* [MATERIAL SUPPLIED]

★ ★ ★ ★ ★

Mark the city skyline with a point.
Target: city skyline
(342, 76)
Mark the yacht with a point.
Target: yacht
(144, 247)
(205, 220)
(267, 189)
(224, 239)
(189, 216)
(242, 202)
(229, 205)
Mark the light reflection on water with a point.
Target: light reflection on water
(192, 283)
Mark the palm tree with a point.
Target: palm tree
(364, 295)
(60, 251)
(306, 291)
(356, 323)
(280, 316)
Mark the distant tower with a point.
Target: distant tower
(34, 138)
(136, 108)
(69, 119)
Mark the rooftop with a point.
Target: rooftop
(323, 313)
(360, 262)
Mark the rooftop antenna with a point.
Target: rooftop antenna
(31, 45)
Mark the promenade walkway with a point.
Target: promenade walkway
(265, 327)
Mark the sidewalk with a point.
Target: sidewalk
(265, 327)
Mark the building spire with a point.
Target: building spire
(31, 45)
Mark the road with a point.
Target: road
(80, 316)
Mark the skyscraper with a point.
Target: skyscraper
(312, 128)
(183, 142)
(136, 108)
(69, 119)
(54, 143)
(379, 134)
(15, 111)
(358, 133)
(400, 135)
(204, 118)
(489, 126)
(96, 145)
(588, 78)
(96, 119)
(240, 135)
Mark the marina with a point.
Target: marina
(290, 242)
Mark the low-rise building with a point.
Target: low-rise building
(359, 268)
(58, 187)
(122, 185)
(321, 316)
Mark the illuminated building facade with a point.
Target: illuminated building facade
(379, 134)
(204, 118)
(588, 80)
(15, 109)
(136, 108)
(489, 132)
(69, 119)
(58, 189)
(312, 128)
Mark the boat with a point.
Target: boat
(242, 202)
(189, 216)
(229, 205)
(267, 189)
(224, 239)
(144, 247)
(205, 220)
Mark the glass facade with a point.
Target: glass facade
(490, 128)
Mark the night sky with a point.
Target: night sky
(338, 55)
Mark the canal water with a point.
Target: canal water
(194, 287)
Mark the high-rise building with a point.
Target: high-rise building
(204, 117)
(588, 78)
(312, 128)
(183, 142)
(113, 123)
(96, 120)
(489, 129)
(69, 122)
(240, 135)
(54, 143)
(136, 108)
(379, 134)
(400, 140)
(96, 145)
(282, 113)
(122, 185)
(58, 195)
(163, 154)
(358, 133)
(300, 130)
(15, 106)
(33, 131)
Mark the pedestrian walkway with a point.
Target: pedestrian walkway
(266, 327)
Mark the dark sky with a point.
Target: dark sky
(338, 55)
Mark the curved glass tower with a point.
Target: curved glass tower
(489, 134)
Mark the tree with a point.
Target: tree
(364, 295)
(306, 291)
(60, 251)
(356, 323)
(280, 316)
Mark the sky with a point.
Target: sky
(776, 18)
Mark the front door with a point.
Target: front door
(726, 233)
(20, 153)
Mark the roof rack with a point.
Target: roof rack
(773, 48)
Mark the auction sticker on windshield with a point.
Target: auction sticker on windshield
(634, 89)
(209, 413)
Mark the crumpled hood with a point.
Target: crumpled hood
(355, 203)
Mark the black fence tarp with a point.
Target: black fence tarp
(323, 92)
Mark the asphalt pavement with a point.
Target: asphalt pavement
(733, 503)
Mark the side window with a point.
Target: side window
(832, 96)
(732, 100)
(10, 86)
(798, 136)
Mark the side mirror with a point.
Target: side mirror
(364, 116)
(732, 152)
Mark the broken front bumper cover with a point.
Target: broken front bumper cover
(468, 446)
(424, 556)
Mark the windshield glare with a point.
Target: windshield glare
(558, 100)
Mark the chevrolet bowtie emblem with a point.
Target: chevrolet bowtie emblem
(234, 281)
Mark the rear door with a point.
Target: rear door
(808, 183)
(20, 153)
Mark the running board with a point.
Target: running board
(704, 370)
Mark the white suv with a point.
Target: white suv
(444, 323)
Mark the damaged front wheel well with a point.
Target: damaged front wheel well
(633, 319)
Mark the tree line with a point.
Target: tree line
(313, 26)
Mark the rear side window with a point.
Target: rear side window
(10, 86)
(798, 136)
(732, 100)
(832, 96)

★ ★ ★ ★ ★

* [EXERCISE] The first line of the entries above and every line after it, up to and including the line with "Mark the rooftop antenna with a point.", should be set down exactly.

* [RESULT OF THIS TASK]
Mark the city skyline with a point.
Target: city skyline
(342, 76)
Mark the yacht with a point.
Target: yacht
(144, 247)
(205, 220)
(267, 189)
(224, 239)
(189, 216)
(242, 202)
(229, 205)
Mark the light reflection on water with a point.
Target: light reflection on water
(192, 283)
Mark the palm tree with a point.
Target: palm tree
(364, 295)
(60, 251)
(306, 291)
(356, 323)
(280, 316)
Mark the distant tower with a point.
Target: distant tower
(34, 138)
(136, 108)
(69, 119)
Mark the rooftop with a point.
Target: rooftop
(323, 313)
(360, 262)
Mark the rooftop antenna with a point.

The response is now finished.